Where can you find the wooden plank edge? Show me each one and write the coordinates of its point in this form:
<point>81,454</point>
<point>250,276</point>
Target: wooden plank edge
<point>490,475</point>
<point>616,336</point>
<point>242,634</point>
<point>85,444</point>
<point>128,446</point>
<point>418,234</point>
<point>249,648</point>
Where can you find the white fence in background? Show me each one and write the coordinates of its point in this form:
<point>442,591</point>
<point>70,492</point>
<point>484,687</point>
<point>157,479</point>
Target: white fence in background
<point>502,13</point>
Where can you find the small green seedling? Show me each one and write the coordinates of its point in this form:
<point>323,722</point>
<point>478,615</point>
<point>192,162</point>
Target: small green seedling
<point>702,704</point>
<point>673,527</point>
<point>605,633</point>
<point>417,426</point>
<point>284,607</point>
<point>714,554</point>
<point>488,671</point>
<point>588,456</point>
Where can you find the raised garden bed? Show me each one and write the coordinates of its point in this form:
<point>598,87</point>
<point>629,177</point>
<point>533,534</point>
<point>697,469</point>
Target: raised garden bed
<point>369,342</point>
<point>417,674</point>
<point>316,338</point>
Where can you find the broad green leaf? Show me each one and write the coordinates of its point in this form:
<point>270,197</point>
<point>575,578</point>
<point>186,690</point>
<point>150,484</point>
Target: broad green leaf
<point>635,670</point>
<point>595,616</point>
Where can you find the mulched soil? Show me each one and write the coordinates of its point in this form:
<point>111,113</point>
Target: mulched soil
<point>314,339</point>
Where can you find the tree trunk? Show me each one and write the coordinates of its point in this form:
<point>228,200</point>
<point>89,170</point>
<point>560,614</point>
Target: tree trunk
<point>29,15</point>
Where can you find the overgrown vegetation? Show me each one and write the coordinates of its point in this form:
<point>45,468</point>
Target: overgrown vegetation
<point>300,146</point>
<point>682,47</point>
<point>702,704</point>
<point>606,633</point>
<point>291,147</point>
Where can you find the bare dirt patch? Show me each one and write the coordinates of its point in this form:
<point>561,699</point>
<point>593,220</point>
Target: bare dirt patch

---------------

- _INSTRUCTIONS FOR THE TASK_: In full and without alteration, write out each record.

- _EXERCISE ANSWER_:
Where can you find the wooden plank edge? Show me each one and write the coordinates of its point in this form:
<point>81,454</point>
<point>250,276</point>
Target: wooden plank edge
<point>490,475</point>
<point>616,336</point>
<point>242,634</point>
<point>85,444</point>
<point>128,446</point>
<point>418,234</point>
<point>249,648</point>
Where can you find the white fence in background? Show me each one and write the coordinates of its point in this form:
<point>442,591</point>
<point>70,492</point>
<point>484,687</point>
<point>157,479</point>
Target: white fence in background
<point>502,13</point>
Where can you find the small green seedling? Show me each one and write the coordinates of its point in this form:
<point>323,722</point>
<point>478,615</point>
<point>192,162</point>
Target: small green seedling
<point>702,704</point>
<point>673,527</point>
<point>605,633</point>
<point>417,426</point>
<point>284,607</point>
<point>714,554</point>
<point>488,671</point>
<point>588,456</point>
Where can you find the raised garden bed? Show me each one and write the coordinates of its point in this form:
<point>598,87</point>
<point>629,177</point>
<point>533,534</point>
<point>697,469</point>
Target: raised garden bed
<point>369,342</point>
<point>417,674</point>
<point>316,338</point>
Where can you find the broad green leaf? Show me each one and write the coordinates of its point in this form:
<point>270,197</point>
<point>575,578</point>
<point>186,690</point>
<point>150,484</point>
Target: broad green leaf
<point>635,670</point>
<point>595,616</point>
Where can you find the mulched soil? Show me each one and write the coordinates of its point in this form:
<point>111,113</point>
Target: mulched soil
<point>314,339</point>
Where can you find the tree trunk? Show me each one and write the coordinates of its point in this form:
<point>228,200</point>
<point>89,170</point>
<point>560,614</point>
Target: tree trunk
<point>29,15</point>
Where can you find the overgrown vegetation? Show me each one and write the coordinates of its point in this form:
<point>45,468</point>
Target: overgrown vegetation
<point>300,146</point>
<point>682,47</point>
<point>702,704</point>
<point>606,633</point>
<point>291,147</point>
Where can you find the bare dirt patch? Show me each one and write the coordinates of its point in this form:
<point>561,699</point>
<point>593,220</point>
Target: bare dirt patch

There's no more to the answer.